▸ **Work instructions**:
Write out the listing below again, precisely as it is given.

▸ **Listing**:
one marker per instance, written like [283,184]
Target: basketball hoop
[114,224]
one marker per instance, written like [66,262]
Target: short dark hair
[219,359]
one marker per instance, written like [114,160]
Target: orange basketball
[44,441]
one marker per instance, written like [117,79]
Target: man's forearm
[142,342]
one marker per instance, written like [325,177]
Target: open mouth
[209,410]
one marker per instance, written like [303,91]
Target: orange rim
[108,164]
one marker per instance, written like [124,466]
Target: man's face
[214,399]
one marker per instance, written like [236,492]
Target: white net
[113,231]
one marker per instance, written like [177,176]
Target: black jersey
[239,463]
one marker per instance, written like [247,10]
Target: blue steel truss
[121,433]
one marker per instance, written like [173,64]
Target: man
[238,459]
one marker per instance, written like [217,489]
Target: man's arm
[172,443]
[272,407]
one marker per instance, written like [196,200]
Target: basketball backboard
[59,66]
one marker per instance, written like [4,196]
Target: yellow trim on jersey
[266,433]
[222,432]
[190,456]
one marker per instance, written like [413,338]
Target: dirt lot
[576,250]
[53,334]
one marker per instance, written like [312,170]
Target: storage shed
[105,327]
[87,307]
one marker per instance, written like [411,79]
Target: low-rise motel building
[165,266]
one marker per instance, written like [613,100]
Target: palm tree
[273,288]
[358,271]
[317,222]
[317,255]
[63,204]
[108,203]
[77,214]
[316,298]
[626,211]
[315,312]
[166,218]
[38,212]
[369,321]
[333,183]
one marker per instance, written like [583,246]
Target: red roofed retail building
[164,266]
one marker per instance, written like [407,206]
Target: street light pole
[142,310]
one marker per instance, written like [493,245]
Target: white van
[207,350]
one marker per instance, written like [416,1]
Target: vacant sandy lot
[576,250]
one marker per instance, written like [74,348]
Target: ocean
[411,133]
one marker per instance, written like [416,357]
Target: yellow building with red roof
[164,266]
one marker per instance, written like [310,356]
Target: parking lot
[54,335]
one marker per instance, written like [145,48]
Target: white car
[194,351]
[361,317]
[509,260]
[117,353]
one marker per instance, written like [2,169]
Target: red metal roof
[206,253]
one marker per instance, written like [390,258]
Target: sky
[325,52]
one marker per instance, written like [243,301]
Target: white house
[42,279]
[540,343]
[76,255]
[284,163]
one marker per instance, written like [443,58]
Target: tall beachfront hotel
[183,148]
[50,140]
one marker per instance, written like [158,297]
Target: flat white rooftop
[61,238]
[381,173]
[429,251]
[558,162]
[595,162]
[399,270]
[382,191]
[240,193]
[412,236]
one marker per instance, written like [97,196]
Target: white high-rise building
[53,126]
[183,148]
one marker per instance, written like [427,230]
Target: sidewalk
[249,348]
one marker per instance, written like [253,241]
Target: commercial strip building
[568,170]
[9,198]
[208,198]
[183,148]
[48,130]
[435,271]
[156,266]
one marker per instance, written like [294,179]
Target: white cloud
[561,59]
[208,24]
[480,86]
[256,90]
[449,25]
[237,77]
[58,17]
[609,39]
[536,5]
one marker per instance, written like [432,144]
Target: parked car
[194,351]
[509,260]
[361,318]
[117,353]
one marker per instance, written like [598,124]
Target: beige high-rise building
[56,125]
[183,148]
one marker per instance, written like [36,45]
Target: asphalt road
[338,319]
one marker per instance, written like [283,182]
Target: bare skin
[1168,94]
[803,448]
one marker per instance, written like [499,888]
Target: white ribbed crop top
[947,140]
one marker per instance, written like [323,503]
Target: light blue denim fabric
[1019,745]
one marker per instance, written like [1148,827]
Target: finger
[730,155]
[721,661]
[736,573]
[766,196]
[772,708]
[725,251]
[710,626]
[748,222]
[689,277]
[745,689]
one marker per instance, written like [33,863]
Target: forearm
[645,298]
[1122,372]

▸ **Response below**:
one marker per instance, written like [283,184]
Target: basketball hoop
[114,224]
one marker per instance, written like [66,262]
Target: short dark hair
[219,359]
one marker per instance, written like [114,160]
Target: orange basketball
[44,441]
one marker per instance, written like [117,79]
Target: man's forearm
[142,342]
one marker per instance, written like [325,177]
Target: open mouth
[209,410]
one marker per instance, written like [303,91]
Target: orange rim
[108,164]
one marker per instance, written like [124,466]
Target: man's face
[214,399]
one marker per instance, written like [236,492]
Target: white net
[113,231]
one marker per instance, written like [177,176]
Target: black jersey
[239,463]
one marker per instance, written like [247,10]
Target: blue steel truss
[121,433]
one marker per instance, written like [173,64]
Target: man
[238,459]
one marker per instance, written like [217,489]
Target: man's arm
[172,443]
[272,407]
one marker per instance, written like [196,200]
Target: basketball backboard
[59,66]
one marker per instance, written like [4,196]
Target: yellow trim on jersey
[266,433]
[222,432]
[190,456]
one marker per instance, written like [413,338]
Target: dirt lot
[576,250]
[53,334]
one marker per instance, written like [312,170]
Target: storage shed
[105,327]
[87,307]
one marker per instance, written like [411,79]
Target: low-rise motel building
[165,266]
one marker per instance, written like [613,100]
Target: palm tree
[273,288]
[358,271]
[317,222]
[317,255]
[63,204]
[108,203]
[77,214]
[316,298]
[626,211]
[315,312]
[166,218]
[38,212]
[369,321]
[333,183]
one marker per instance, written like [583,246]
Target: red roofed retail building
[164,266]
one marker per instance, written like [407,206]
Target: street light pole
[142,310]
one marker per instance, written like [493,245]
Target: white van
[207,350]
one marker per instance, written like [416,1]
Target: vacant sandy lot
[576,250]
one marker per instance, written like [74,348]
Target: ocean
[411,133]
one marker per instance, written like [416,357]
Target: yellow building with red roof
[164,266]
one marker per instance, written like [310,356]
Target: parking lot
[54,335]
one marker per instance, written like [145,48]
Target: white car
[194,351]
[361,317]
[509,260]
[117,353]
one marker per instance, written like [2,169]
Target: red metal roof
[206,253]
one marker per instance, written like [390,258]
Target: sky
[325,52]
one marker per instance, written like [243,301]
Target: white house
[42,279]
[540,343]
[76,255]
[284,163]
one marker per instance, written like [443,58]
Target: tall beachfront hotel
[183,148]
[50,140]
one marker per instance, written like [158,297]
Target: flat white rooftop
[61,238]
[381,173]
[429,251]
[558,162]
[595,162]
[399,270]
[382,191]
[240,193]
[412,236]
one marker per instance, written like [97,196]
Target: white high-rise building
[53,126]
[183,148]
one marker per instance, written like [427,230]
Target: sidewalk
[249,348]
one marker per instance, written like [253,241]
Target: commercial strip building
[568,170]
[9,198]
[208,198]
[183,148]
[48,130]
[435,271]
[156,266]
one marker per instance, written like [294,179]
Target: white cloud
[561,59]
[208,24]
[480,86]
[256,90]
[449,25]
[237,77]
[58,17]
[609,39]
[536,5]
one marker per instance, written like [432,144]
Target: parked car
[194,351]
[509,260]
[361,318]
[117,353]
one marker per instance, written like [598,124]
Target: beige high-rise building
[56,125]
[183,148]
one marker per instance, written like [36,45]
Target: asphalt road
[338,319]
one marker per instance, written like [283,182]
Target: bare skin
[1168,94]
[803,448]
one marker per instance, written like [499,888]
Target: white ribbed crop top
[947,140]
one marker per instance, written like [323,503]
Target: light blue denim fabric
[1019,745]
one marker per instance, written like [1148,827]
Target: finger
[730,155]
[721,661]
[736,573]
[766,196]
[772,708]
[725,251]
[710,626]
[748,222]
[689,277]
[745,689]
one marker per instance, written like [33,863]
Target: forearm
[645,298]
[1122,372]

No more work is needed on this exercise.